Noël Negabamat

Votre capsule historique hebdomadaire : Noël Negabamat !

Avant 1977, très peu de gens avaient entendu parler d’un personnage qui donnera en 1977 le nom à une nouvelle rue de Sillery donnant sur la côte à Gignac. Issue du démembrement du domaine Kilmarnock, la rue Negabamat a pour origine le nom d’un chef autochtone de la Nouvelle-France.

Tekouerimat (Celui qui se souvient des siens), de son nom à la naissance, naît vers 1600 dans la région de Québec. Issu d’une illustre famille de guerriers innus installés où sera fondé quelques années plus tard Québec. Lorsque les jésuites s’installent à Kemisk8a-8angachi, son frère Chomina était chef du petit groupe innu. Tekouerimat est un des premiers Autochtones à s’établir à la mission Saint-Joseph (ou réduction de Sillery) où il emménage, avec femme et enfants, dans l’une des deux maisons à la française qui se trouvent à l’intérieur de la mission. En plus de sa famille, il amène avec lui une vingtaine de personnes. L’autre maison à la française est occupée par un autre personnage important de la communauté innue de Québec, Negaskoumat.

-=-=-

Énoncé du problème 1
Répondez d'après la capsule historique sur Noël Negabamat :
(a) En quelle année la nouvelle rue de Sillery reçoit-elle ce nom ?
(b) Qui était chef du petit groupe innu lorsque les jésuites s'installent à Kemisk8a-8angachi ?
(c) Qui occupe l'autre maison à la française de la mission ?

-=-=-

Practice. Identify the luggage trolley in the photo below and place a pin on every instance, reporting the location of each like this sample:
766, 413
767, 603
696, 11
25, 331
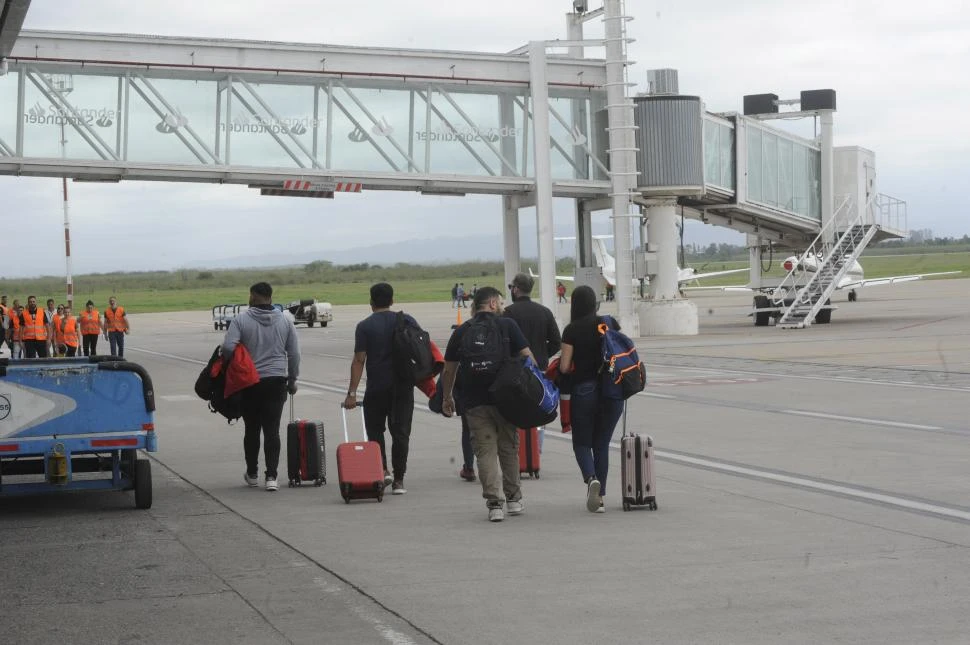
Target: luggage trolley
76, 424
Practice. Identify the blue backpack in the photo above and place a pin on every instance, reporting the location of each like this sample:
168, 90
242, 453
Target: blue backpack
623, 375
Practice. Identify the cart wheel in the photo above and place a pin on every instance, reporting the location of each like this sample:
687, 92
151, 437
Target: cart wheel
143, 484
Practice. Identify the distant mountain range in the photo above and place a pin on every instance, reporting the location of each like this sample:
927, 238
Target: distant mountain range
438, 250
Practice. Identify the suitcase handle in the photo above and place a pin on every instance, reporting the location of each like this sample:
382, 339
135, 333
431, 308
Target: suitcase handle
363, 426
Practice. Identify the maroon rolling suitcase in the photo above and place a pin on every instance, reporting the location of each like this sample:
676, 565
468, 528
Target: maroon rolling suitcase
529, 452
359, 466
637, 470
305, 451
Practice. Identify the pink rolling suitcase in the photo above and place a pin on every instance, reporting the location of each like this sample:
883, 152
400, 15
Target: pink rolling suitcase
637, 470
359, 467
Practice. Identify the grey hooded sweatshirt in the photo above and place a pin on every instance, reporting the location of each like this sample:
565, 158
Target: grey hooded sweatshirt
270, 338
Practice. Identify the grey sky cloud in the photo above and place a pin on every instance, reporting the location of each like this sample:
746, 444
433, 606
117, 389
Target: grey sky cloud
899, 69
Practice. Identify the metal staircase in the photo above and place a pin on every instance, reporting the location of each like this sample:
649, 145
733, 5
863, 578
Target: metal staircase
831, 262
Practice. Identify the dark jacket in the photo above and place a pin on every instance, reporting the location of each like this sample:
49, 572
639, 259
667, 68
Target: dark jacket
539, 327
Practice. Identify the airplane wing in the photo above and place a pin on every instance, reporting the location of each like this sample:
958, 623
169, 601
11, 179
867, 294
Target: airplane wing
734, 287
569, 278
701, 276
893, 279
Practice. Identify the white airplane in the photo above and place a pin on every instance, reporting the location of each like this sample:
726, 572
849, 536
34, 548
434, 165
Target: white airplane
607, 263
854, 278
777, 295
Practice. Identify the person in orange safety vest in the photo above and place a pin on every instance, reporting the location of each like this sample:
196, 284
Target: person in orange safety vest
35, 330
115, 327
90, 320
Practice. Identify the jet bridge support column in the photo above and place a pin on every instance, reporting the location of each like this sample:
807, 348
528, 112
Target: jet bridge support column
510, 237
754, 259
665, 313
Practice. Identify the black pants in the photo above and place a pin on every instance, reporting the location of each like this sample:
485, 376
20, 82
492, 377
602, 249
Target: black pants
396, 407
262, 406
90, 343
35, 349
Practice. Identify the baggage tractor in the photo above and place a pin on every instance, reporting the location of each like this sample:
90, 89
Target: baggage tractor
306, 459
529, 452
359, 466
637, 470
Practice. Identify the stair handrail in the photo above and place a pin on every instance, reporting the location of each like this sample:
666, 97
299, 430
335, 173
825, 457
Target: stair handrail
818, 249
803, 296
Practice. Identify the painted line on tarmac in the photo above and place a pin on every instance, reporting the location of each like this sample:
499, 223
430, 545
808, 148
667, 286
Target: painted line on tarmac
879, 422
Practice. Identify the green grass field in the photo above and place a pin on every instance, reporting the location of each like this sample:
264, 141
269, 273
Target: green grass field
170, 291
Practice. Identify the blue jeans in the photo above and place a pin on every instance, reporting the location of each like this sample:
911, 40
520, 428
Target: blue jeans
594, 420
117, 341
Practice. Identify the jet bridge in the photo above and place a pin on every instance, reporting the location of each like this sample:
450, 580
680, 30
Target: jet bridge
258, 113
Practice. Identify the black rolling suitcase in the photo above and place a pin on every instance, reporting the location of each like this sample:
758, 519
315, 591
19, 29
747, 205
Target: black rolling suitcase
305, 454
637, 470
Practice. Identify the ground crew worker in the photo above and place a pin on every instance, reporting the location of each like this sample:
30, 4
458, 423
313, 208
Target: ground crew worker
35, 330
4, 323
90, 328
70, 332
115, 327
13, 331
57, 341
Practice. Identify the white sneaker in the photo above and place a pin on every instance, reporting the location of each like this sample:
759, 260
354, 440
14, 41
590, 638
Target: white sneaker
593, 495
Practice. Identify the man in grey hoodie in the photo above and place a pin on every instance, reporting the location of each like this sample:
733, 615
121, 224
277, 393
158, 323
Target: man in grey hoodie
272, 342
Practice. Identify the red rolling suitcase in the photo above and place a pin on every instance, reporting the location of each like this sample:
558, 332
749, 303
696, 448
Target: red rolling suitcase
529, 452
306, 459
359, 466
637, 470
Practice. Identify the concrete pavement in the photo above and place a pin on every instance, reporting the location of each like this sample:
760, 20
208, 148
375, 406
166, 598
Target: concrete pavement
812, 487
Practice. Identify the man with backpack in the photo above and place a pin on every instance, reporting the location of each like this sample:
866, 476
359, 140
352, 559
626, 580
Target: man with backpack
272, 342
389, 398
481, 346
537, 323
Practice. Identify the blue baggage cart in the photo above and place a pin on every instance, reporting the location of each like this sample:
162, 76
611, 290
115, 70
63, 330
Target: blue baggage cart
76, 424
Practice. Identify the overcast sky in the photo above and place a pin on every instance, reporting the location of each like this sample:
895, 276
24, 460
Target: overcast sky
900, 70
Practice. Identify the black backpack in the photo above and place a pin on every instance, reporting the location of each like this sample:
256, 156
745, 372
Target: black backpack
411, 354
484, 349
211, 386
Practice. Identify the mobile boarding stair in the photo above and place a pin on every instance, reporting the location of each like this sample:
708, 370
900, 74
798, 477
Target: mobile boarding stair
812, 301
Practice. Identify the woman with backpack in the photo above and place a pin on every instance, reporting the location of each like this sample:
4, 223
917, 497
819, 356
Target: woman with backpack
594, 417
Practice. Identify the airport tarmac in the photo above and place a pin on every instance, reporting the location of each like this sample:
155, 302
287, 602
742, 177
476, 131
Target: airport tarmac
812, 487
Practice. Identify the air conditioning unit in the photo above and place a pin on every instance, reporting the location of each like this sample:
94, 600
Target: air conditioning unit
662, 81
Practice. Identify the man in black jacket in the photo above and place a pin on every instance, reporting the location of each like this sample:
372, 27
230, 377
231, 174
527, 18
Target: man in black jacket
537, 323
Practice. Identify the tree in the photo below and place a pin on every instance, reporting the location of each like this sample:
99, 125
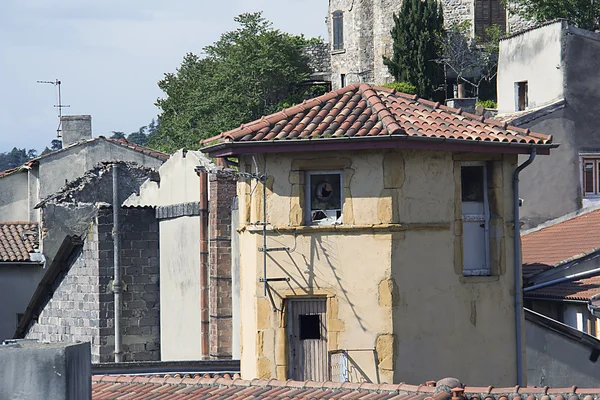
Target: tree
415, 46
139, 137
249, 72
16, 157
581, 13
473, 61
117, 135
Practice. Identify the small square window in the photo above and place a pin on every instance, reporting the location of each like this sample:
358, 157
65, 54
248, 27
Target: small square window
324, 196
522, 100
310, 327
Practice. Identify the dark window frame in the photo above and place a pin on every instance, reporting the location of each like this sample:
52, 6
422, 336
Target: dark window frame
337, 27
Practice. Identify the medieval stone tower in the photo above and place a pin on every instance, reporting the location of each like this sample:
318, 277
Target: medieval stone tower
359, 33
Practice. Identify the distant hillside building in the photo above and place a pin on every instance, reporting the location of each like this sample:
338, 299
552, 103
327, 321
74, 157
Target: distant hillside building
359, 33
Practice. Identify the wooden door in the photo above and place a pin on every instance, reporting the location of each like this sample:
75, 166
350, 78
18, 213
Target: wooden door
307, 339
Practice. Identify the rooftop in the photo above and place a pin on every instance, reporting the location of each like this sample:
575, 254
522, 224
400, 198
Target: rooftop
359, 114
217, 387
17, 241
120, 142
560, 241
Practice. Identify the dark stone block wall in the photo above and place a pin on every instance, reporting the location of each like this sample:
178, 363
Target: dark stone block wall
82, 306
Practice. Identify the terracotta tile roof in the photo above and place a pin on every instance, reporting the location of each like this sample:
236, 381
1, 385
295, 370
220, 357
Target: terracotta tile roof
580, 289
120, 142
117, 387
560, 242
368, 111
17, 240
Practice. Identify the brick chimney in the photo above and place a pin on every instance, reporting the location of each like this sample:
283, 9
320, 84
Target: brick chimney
76, 128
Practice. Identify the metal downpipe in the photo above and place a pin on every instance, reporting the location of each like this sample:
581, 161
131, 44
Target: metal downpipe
518, 268
204, 336
117, 286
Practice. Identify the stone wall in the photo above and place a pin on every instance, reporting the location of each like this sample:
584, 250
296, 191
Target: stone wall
366, 27
82, 306
222, 192
73, 314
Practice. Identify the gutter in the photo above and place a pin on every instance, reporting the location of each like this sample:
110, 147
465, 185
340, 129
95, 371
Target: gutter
567, 278
117, 284
375, 142
518, 267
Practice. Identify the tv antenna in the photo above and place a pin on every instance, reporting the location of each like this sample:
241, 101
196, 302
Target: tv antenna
59, 106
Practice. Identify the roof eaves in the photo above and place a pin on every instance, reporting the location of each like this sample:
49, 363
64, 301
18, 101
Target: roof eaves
299, 144
561, 328
44, 289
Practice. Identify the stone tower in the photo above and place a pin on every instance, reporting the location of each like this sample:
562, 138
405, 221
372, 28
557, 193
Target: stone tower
359, 33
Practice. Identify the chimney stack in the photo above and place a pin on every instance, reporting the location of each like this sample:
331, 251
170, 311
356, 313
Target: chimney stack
76, 128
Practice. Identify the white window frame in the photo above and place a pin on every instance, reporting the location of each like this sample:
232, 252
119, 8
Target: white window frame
593, 158
486, 220
308, 196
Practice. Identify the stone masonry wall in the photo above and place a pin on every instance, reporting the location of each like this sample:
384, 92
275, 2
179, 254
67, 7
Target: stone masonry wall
140, 322
82, 306
366, 30
73, 314
222, 192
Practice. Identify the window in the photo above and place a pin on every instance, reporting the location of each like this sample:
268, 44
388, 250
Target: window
338, 30
324, 197
590, 176
475, 219
488, 13
521, 99
310, 327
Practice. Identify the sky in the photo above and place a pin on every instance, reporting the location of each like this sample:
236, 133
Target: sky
109, 56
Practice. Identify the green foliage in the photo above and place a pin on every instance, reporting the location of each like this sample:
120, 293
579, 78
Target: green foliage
252, 71
16, 157
415, 47
487, 104
403, 87
472, 61
581, 13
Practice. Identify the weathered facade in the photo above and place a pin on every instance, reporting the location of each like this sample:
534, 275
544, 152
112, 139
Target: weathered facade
21, 267
74, 300
365, 33
355, 263
545, 76
175, 196
22, 188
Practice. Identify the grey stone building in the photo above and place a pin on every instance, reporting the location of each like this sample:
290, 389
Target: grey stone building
74, 300
359, 33
547, 82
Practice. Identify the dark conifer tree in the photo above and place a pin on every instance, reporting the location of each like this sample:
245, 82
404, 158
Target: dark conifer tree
415, 34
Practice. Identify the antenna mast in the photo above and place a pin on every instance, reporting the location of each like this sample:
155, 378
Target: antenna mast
59, 106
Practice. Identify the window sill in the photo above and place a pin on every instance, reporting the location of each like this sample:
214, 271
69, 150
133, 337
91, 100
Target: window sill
478, 279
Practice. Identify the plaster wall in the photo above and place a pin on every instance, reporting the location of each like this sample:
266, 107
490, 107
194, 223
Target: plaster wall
180, 289
574, 127
36, 371
535, 56
68, 165
179, 254
17, 284
556, 360
13, 197
385, 287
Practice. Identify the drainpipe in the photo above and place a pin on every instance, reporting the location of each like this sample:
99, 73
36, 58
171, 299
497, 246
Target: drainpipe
117, 286
203, 264
518, 273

-=-=-

Énoncé du problème 2
Recopiez à l'identique les entrées, en commençant par la ligne qui contient « Practice. Identify the window sill » et en allant jusqu'à la fin des entrées, ces deux bornes comprises.

Réponse correcte 1
(a) En 1977.
(b) Chomina, le frère de Tekouerimat.
(c) Negaskoumat.

Réponse correcte 2
Practice. Identify the window sill in the photo above and place a pin on every instance, reporting the location of each like this sample:
214, 271
69, 150
133, 337
91, 100
Target: window sill
478, 279
Practice. Identify the plaster wall in the photo above and place a pin on every instance, reporting the location of each like this sample:
266, 107
490, 107
194, 223
Target: plaster wall
180, 289
574, 127
36, 371
535, 56
68, 165
179, 254
17, 284
556, 360
13, 197
385, 287
Practice. Identify the drainpipe in the photo above and place a pin on every instance, reporting the location of each like this sample:
99, 73
36, 58
171, 299
497, 246
Target: drainpipe
117, 286
203, 264
518, 273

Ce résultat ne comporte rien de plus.